What to do ▸
A – Translate this sentence from the ethics opinion summary into Spanish: "It is no longer current guidance and is indexed here for historical research only."
B – Return the passage of the ethics opinion summary that begins at the words "About this page: The plain-English summary, reader" and stops after the words "for any reliance.".

Article ▸
======
OHBPC 1988-08-12

Can a law firm that represents a public mental-health board also represent neighbors opposing a land-use variance sought by that board's agency?

Short answer: The Board concluded that a firm representing a public mental-health board could not also represent landowners opposed to a variance sought by the board's agency, because the clients had differing interests under DR 5-105; the conflict could be overcome only if it was obvious the firm could adequately represent each client and both consented after full disclosure. The opinion interprets the former Ohio Code of Professional Responsibility and was withdrawn by Opinion 2020-04.
Currency note: this opinion is from 1988
Subsequent statutory amendments, court decisions, or later opinions or rule amendments may have changed the analysis. Treat this page as historical context, not current legal advice. Verify current law before relying on any specific rule, deadline, or remedy mentioned here.
Disclaimer: Advisory only. Not binding precedent.
About this page: The plain-English summary, reader guidance, and Q&A below were written by Ezel based on the official ethics opinion. The original opinion (linked at the bottom of this page, or PDF in the sidebar) is the authoritative source for any reliance.
View original ethics opinion (PDF)

Ohio BPC Opinion 88-021: Conflict in Representing a Public Board and Opposing Landowners

Short answer: The Board concluded that a firm representing a public mental-health board could not also represent landowners opposed to a land-use variance sought by the board's agency, because the clients had differing interests under former DR 5-105; the conflict could be overcome only if it was obvious the firm could adequately represent each client and both consented after full disclosure.

Disclaimer: This is an advisory ethics opinion. Advisory opinions are not binding; they interpret the Ohio Board of Professional Conduct's rules of professional conduct and are persuasive authority. This summary is for research purposes only and is not legal advice. Verify current rules before acting on any specific guidance.

About this page: The plain-English summary and Q&A below were written by Ezel based on the official opinion. The opinion text is reproduced at the bottom; the official source (linked) controls.

View original opinion

Currency note

The Ohio Board of Professional Conduct withdrew this opinion by Advisory Opinion 2020-04 on June 12, 2020. It is no longer current guidance and is indexed here for historical research only. The opinion was issued in 1988 under the former Ohio Code of Professional Responsibility, which was superseded by the Ohio Rules of Professional Conduct effective February 1, 2007. Verify against the current Ohio Rules of Professional Conduct (including Ohio Prof. Cond. R. 1.7 on concurrent conflicts) before relying on any specific rule mentioned here.
======
Records shown ▸
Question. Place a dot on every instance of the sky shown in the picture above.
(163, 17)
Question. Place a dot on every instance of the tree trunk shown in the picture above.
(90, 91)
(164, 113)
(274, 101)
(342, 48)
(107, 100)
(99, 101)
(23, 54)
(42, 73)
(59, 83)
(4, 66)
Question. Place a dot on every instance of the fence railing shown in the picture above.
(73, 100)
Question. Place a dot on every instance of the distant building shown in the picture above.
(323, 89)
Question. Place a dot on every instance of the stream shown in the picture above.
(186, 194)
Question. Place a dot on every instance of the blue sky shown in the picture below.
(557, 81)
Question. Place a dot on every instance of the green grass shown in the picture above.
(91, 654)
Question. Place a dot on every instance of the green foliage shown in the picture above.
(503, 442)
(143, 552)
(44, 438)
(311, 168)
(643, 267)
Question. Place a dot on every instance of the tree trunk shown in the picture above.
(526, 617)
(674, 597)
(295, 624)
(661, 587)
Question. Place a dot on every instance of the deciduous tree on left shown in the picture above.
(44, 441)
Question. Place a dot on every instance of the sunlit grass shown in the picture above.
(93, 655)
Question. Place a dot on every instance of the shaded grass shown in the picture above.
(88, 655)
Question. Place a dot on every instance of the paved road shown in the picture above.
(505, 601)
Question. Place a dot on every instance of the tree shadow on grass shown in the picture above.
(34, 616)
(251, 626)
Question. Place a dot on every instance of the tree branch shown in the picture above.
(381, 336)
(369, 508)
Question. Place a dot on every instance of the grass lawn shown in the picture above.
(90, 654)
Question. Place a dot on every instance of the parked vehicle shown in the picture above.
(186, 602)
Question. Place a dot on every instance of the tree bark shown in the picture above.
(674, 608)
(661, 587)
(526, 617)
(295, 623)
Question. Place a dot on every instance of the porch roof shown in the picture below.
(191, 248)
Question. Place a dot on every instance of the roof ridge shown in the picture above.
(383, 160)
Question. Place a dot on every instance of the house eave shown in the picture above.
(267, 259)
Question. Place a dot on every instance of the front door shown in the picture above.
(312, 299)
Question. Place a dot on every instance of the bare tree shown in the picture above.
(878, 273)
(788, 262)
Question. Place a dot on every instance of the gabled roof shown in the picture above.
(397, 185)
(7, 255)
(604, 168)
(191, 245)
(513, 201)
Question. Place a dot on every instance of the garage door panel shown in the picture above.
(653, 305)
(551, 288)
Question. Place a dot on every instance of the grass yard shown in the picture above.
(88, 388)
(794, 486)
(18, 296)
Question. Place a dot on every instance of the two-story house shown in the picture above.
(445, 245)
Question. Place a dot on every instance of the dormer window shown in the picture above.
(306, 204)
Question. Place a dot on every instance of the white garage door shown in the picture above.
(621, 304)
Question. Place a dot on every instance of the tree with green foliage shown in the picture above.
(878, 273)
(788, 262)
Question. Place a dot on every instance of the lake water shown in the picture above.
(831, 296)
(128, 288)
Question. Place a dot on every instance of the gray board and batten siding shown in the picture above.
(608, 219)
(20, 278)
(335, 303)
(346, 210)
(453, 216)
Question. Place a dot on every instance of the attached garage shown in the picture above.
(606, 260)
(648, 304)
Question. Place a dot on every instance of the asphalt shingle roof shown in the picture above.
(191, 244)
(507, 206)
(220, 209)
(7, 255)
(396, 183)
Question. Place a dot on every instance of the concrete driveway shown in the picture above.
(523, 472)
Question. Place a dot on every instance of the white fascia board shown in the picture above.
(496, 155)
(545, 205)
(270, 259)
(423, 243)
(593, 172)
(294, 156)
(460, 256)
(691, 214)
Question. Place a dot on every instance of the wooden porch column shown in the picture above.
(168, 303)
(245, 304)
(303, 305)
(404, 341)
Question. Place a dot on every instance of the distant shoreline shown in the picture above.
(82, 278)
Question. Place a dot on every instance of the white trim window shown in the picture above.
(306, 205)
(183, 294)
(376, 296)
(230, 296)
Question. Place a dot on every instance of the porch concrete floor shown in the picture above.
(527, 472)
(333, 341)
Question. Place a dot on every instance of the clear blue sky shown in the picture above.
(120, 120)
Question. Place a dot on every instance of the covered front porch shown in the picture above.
======
Task responses ▸
A – Ya no constituye una orientación vigente y figura aquí únicamente con fines de investigación histórica.

B –
About this page: The plain-English summary, reader guidance, and Q&A below were written by Ezel based on the official ethics opinion. The original opinion (linked at the bottom of this page, or PDF in the sidebar) is the authoritative source for any reliance.